TASKS TO CARRY OUT:
**a)** Reproduce the Hudi 0.5.3 release notes starting with "Download Information" and going on through "no longer present.", renaming "bug fix" to "maintenance".
**b)** Carry the Hudi 0.5.3 release notes further from the point where they stop.

Releases

Release 0.5.3 (docs)

Download Information

Migration Guide for this release

  • This is a bug fix only release and no special migration steps needed when upgrading from 0.5.2. If you are upgrading from earlier releases “X”, please make sure you read the migration guide for each subsequent release between “X” and 0.5.3
  • 0.5.3 is the first hudi release after graduation. As a result, all hudi jars will no longer have “-incubating” in the version name. In all the places where hudi version is referred, please make sure “-incubating” is no longer present.

For example hudi-spark-bundle pom dependency would look like:

    <dependency>
        <groupId>org.apache.hudi</groupId>
        <artifactId>hudi-spark-bundle_2.12</artifactId>
        <version>0.5.3</version>
    </dependency>

Release Highlights

  • Hudi now supports aliyun OSS storage service.
  • Embedded Timeline Server is enabled by default for both delta-streamer and spark datasource writes. This feature was in experimental mode before this release. Embedded Timeline Server caches file listing calls in Spark driver and serves them to Spark writer tasks. This reduces the number of file listings needed to be performed for each write.
  • Incremental Cleaning is enabled by default for both delta-streamer and spark datasource writes. This feature was also in experimental mode before this release. In the steady state, incremental cleaning avoids the costly step of scanning all partitions and instead uses Hudi metadata to find files to be cleaned up.
  • Delta-streamer config files can now be placed in different filesystem than actual data.

Entries from a collection:
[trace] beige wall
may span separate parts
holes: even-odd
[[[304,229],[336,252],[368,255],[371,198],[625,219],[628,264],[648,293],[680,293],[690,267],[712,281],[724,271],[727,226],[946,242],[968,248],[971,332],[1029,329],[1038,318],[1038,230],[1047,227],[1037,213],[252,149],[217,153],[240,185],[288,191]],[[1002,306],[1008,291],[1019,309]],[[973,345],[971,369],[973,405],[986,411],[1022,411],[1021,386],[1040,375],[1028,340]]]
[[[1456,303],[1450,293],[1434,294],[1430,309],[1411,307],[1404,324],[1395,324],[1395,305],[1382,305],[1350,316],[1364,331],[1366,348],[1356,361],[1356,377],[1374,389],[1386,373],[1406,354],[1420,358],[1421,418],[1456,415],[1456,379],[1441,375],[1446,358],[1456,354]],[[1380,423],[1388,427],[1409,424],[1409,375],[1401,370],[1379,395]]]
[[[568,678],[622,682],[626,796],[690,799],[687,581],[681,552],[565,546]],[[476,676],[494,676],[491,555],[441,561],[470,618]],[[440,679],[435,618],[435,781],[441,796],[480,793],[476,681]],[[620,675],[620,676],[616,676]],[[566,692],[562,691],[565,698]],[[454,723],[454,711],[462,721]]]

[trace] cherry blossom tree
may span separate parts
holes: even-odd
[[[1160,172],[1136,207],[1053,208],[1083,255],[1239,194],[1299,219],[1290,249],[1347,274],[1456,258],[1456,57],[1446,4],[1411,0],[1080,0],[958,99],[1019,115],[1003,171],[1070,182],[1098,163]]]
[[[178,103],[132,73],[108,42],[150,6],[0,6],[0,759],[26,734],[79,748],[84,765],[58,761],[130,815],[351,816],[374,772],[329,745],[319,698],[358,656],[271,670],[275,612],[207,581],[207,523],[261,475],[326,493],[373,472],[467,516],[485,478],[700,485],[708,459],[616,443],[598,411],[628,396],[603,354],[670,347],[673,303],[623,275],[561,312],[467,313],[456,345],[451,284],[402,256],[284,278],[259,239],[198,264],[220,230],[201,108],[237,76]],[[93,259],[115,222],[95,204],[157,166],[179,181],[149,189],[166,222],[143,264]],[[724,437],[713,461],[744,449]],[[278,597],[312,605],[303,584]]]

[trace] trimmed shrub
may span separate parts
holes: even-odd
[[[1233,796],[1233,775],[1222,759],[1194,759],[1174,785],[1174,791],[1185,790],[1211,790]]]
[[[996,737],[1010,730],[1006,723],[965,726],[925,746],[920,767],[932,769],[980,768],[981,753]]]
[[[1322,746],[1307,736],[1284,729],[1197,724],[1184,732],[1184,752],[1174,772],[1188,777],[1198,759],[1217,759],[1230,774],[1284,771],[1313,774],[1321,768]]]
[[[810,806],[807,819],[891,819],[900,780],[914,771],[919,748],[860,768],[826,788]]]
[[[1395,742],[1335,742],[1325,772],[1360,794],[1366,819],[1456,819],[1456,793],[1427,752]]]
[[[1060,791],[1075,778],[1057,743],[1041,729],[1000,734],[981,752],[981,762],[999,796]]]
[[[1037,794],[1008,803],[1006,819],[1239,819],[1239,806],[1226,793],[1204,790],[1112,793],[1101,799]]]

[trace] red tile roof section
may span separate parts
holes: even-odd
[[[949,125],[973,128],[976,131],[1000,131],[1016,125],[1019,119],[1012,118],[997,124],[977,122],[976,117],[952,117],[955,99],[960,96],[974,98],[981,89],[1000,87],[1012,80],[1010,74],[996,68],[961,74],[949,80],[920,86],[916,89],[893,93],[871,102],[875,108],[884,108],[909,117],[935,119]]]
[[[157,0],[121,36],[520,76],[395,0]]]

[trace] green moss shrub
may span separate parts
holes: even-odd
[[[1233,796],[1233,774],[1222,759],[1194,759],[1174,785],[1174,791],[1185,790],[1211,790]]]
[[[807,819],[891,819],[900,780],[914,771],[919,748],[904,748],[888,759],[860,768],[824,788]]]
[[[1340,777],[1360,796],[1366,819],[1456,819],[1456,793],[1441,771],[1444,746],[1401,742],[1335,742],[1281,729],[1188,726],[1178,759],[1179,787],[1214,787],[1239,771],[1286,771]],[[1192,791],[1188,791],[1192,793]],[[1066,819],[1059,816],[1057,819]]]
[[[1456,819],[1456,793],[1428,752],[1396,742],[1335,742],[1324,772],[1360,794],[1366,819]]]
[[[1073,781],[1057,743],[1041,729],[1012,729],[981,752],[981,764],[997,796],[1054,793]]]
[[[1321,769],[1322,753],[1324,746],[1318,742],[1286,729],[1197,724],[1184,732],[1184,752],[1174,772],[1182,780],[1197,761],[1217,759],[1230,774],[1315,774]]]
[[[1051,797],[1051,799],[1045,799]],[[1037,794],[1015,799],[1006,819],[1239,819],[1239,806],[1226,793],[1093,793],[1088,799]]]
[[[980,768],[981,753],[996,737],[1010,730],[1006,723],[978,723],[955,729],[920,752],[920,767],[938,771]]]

ANSWERS:
**a)**
Download Information

Migration Guide for this release

  • This is a maintenance only release and no special migration steps needed when upgrading from 0.5.2. If you are upgrading from earlier releases “X”, please make sure you read the migration guide for each subsequent release between “X” and 0.5.3
  • 0.5.3 is the first hudi release after graduation. As a result, all hudi jars will no longer have “-incubating” in the version name. In all the places where hudi version is referred, please make sure “-incubating” is no longer present.

**b)**
  • Hudi Hive Sync now supports tables partitioned by date type column.
  • Hudi Hive Sync now supports syncing directly via Hive MetaStore. You simply need to set hoodie.datasource.hive_sync.use_jdbc =false. Hive Metastore Uri will be read implicitly from environment. For example, when writing through Spark Data Source,
     spark.write.format(“hudi”)
     .option(…)
     .option(“hoodie.datasource.hive_sync.username”, “<user>”)
     .option(“hoodie.datasource.hive_sync.password”, “<password>”)
     .option(“hoodie.datasource.hive_sync.partition_fields”, “<partition_fields>”)
     .option(“hoodie.datasource.hive_sync.database”, “<db_name>”)
     .option(“hoodie.datasource.hive_sync.table”, “<table_name>”)
     .option(“hoodie.datasource.hive_sync.use_jdbc”, “false”)
     .mode(APPEND)
     .save(“/path/to/dataset”)
    
  • Other Writer Performance related fixes:
    • DataSource Writer now avoids unnecessary loading of data after write.
    • Hudi Writer now leverages spark parallelism when searching for existing files for writing new records.

Raw Release Notes

The raw release notes are available here

Release 0.5.2-incubating (docs)

Download Information

Migration Guide for this release

  • Write Client restructuring has moved classes around (HUDI-554). Package client now has all the various client classes, that do the transaction management. func renamed to execution and some helpers moved to client/utils. All compaction code under io now under table/compact. Rollback code under table/rollback and in general all code for individual operations under table. This change only affects the apps/projects depending on hudi-client. Users of deltastreamer/datasource will not need to change anything.

Release Highlights

  • Support for overwriting the payload implementation in hoodie.properties via specifying the hoodie.compaction.payload.class config option. Previously, once the payload class is set once in hoodie.properties, it cannot be changed. In some cases, if a code refactor is done and the jar updated, one may need to pass the new payload class name.
  • TimestampBasedKeyGenerator supports for CharSequence types. Previously TimestampBasedKeyGenerator only supports Double, Long, Float and String 4 data types for the partition key. Now, after data type extending, CharSequence has been supported in TimestampBasedKeyGenerator.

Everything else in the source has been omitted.